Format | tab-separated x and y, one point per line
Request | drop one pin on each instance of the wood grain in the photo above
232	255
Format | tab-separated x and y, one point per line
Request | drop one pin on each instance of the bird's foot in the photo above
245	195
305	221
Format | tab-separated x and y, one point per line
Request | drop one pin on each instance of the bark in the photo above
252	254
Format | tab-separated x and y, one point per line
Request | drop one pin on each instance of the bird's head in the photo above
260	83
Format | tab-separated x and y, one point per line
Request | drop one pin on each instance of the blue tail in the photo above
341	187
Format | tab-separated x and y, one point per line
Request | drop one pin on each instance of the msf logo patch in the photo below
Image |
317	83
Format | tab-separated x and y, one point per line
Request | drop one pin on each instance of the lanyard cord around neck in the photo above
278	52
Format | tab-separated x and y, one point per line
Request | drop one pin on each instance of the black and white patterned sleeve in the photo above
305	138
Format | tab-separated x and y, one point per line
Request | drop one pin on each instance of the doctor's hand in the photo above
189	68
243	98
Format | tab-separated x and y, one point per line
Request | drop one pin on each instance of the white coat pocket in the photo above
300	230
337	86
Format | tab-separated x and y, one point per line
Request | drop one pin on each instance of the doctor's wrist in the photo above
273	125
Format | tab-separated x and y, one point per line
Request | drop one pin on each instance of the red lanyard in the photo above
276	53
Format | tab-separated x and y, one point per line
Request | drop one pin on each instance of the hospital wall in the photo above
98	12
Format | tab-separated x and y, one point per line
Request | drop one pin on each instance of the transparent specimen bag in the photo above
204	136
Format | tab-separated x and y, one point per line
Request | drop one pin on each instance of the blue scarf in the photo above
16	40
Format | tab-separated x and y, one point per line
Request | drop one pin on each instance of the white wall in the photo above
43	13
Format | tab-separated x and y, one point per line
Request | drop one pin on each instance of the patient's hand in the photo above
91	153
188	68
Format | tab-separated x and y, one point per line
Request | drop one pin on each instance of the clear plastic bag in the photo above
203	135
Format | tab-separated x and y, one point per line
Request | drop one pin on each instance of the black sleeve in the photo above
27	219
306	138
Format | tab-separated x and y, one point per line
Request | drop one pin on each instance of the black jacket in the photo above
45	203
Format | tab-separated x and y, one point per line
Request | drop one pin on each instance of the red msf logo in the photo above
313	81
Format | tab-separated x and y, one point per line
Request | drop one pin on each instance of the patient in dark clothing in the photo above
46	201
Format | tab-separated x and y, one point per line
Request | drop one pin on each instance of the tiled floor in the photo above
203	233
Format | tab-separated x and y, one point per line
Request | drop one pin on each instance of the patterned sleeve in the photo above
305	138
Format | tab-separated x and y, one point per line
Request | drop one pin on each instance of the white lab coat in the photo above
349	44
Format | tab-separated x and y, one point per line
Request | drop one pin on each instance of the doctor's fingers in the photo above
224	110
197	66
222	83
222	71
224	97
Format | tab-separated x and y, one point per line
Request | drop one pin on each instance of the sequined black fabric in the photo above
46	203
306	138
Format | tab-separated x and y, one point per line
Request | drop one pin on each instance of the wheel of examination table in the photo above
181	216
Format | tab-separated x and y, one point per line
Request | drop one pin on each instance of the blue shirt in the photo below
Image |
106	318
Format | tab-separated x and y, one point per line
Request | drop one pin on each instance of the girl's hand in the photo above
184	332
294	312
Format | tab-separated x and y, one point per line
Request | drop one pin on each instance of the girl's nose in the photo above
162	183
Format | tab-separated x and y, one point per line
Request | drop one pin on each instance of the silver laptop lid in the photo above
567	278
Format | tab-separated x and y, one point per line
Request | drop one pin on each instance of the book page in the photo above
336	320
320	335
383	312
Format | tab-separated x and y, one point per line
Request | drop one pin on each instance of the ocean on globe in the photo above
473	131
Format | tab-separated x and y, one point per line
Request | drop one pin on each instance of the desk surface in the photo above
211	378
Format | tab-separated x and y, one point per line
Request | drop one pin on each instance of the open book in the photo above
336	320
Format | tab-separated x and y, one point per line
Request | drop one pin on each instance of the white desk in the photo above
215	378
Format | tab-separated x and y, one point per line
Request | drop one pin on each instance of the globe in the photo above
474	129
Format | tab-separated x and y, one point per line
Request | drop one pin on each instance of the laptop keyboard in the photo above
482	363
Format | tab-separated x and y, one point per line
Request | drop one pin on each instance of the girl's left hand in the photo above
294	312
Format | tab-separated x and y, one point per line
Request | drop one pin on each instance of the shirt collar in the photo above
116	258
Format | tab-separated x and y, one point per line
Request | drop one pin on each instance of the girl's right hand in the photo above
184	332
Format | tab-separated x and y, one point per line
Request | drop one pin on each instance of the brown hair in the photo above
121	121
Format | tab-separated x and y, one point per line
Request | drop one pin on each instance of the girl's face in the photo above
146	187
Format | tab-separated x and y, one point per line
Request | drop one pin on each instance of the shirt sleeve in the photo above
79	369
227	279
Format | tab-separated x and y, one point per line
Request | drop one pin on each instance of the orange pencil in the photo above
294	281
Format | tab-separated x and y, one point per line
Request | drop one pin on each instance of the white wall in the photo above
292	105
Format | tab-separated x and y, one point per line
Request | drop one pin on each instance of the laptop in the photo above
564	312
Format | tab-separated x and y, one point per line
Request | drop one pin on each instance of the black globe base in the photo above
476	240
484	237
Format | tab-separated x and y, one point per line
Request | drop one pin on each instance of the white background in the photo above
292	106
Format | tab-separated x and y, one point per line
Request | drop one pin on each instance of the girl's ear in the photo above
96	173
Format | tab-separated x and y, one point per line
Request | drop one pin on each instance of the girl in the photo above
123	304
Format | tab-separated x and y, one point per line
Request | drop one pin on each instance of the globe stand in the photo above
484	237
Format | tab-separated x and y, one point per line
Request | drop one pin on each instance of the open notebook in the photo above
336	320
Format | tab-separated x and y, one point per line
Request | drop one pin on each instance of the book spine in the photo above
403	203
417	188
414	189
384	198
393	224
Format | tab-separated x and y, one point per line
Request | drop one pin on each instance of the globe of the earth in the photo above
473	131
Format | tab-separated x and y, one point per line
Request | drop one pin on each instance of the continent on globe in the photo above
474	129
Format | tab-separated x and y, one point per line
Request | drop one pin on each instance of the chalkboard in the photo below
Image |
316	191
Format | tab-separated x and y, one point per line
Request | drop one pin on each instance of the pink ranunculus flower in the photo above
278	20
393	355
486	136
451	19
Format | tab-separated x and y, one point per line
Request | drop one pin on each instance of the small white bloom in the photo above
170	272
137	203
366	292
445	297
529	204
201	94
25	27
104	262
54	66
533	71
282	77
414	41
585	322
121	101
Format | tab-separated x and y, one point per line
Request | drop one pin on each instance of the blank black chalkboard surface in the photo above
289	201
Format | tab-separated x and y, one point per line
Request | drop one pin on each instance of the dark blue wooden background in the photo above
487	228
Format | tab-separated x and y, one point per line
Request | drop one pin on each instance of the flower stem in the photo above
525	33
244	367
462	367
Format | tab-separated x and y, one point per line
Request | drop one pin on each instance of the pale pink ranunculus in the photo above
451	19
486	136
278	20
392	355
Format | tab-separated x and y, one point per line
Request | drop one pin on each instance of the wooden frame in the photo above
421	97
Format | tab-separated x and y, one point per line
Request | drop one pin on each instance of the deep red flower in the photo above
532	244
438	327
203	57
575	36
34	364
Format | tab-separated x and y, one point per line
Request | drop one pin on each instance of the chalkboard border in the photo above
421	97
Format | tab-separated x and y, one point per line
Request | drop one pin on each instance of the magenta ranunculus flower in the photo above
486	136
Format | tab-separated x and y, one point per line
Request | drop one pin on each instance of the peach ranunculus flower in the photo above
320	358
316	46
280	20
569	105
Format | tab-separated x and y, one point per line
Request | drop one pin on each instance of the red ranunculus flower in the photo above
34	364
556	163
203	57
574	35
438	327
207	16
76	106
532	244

- Exercise prompt -
If the string "below" is in a line of the entries, pick that line out.

- Task solution -
Request | drop one pin on each instance of the msf logo patch in the photo below
Request | drop one pin on each instance of the blue shirt in the photo below
Request | drop one pin on each instance of the chalkboard in the photo below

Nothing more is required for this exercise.